* [Referring expression pointing data]:
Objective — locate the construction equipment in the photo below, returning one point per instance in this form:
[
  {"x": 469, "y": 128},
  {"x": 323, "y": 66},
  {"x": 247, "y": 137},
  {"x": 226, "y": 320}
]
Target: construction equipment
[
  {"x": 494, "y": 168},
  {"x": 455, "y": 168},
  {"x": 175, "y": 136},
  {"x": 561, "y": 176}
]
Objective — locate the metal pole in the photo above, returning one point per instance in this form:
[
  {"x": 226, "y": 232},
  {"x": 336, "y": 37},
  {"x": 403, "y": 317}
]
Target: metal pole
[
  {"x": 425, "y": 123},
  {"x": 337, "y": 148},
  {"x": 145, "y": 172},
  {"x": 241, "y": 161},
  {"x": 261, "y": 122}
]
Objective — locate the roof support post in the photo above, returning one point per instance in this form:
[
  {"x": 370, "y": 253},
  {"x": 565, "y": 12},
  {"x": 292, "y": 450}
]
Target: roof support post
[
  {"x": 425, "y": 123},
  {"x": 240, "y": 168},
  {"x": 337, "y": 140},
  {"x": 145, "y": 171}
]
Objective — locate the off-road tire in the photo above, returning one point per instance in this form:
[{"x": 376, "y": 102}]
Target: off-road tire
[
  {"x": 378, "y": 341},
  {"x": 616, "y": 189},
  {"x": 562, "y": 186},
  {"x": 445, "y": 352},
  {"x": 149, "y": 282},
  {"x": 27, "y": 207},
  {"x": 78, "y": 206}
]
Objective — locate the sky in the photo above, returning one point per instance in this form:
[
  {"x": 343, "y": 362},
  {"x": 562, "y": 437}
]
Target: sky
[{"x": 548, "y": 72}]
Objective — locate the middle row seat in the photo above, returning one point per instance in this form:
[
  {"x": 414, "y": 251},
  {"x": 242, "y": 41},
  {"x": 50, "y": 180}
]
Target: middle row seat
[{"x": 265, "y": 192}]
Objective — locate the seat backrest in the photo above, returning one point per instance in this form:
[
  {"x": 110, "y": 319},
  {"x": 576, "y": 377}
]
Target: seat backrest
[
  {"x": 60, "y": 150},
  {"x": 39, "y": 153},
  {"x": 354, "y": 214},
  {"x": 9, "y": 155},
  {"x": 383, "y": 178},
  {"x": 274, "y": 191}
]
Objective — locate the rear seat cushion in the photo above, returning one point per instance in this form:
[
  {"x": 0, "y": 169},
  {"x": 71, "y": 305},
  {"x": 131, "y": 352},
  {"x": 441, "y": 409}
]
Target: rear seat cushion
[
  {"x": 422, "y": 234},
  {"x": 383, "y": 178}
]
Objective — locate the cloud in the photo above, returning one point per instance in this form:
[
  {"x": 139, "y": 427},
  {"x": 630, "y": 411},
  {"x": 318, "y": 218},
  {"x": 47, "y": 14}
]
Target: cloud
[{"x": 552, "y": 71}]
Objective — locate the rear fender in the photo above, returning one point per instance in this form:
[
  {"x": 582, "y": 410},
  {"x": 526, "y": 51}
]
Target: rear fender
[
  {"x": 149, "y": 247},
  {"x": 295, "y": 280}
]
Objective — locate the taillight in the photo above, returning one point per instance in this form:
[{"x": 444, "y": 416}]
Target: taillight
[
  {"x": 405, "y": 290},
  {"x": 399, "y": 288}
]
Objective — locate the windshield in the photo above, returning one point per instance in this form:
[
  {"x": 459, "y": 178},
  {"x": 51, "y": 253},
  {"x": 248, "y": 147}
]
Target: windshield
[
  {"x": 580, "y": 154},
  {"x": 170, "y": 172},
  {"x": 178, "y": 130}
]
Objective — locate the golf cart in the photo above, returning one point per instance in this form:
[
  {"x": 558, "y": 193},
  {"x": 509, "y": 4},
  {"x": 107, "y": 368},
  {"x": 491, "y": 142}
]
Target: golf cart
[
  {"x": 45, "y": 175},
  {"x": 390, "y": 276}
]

* [EXERCISE DESCRIPTION]:
Wherever the string "above" occurs in the data, copy the line that holds it.

* [SOLUTION FOR THIS TASK]:
Objective — locate the metal pole in the photo above, returning one point per instance in this form:
Objective — locate the roof support post in the photo above, returning one point per instance in this form:
Objective — locate the off-road tire in the photo above, returning one point per instance in this form:
Objective — locate the sky in the photo above, returning one point per instance in this form:
Objective — locate the middle row seat in the photo above, returning one point per instance in this form:
Objective — locate the seat backrest in the photo above, returning one point per instance in this form:
Objective — locate the rear seat cushion in the photo above, returning one point per instance in this form:
Objective — locate the cloud in the photo above, returning one point per instance in this form:
Objective — locate the rear fender in the photo above, returning one point per instance in this form:
Objective — locate the taillight in the photo above, returning one point per instance in this form:
Objective — locate the windshield in the photo above, returning one point per instance in this form:
Objective — locate the golf cart in the photo above, returning one point per instance in this form:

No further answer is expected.